WHAT YOU NEED TO DO — Will you change "label" to "mark" in the entries from the line containing "For practice, label the doorway" through the end of the entries, and write those lines out again with nothing else altered?

>>

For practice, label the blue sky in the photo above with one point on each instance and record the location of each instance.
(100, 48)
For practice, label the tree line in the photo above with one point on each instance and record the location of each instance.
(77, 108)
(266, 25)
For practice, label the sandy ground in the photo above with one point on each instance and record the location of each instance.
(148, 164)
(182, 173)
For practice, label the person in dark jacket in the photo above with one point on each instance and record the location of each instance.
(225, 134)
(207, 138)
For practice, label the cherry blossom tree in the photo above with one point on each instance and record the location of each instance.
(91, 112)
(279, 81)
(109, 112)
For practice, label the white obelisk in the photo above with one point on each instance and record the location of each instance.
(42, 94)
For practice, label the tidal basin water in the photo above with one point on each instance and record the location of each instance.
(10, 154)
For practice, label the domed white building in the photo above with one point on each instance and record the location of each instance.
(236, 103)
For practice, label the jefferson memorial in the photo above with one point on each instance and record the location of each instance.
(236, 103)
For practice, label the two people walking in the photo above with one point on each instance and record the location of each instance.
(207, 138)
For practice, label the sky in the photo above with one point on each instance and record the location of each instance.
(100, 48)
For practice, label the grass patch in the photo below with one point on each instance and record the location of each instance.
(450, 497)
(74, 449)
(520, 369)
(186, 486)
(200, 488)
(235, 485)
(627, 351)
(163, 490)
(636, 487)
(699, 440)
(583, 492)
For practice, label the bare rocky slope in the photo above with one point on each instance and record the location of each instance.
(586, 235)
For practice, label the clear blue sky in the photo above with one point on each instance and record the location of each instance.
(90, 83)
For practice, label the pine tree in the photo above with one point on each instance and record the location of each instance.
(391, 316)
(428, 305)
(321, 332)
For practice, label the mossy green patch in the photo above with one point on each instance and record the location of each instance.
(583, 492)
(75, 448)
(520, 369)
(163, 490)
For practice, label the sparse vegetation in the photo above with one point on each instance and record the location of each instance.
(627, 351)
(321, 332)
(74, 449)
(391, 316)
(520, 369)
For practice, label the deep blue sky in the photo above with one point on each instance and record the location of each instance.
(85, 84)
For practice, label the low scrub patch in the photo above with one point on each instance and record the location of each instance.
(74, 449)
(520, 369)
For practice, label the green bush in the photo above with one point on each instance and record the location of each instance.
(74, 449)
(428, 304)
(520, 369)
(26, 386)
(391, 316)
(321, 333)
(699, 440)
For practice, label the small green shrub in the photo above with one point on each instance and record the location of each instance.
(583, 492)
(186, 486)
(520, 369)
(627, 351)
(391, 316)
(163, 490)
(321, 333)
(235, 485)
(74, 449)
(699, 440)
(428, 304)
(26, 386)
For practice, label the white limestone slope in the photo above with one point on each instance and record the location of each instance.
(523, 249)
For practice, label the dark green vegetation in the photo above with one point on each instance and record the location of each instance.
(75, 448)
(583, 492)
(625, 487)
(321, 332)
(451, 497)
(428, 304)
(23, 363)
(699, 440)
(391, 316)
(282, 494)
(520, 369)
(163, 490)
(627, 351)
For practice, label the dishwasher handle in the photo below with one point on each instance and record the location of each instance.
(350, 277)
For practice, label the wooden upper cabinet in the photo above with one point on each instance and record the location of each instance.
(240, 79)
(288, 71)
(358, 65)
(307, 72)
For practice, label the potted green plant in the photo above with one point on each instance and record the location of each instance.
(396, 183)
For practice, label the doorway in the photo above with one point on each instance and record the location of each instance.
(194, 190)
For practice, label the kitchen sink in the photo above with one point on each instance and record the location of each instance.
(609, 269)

<<

ANSWER —
For practice, mark the doorway in the photo above with one point on each instance and record the location of each instance.
(194, 190)
For practice, mark the kitchen sink in the photo above with one point on each instance and record the location of each instance.
(609, 269)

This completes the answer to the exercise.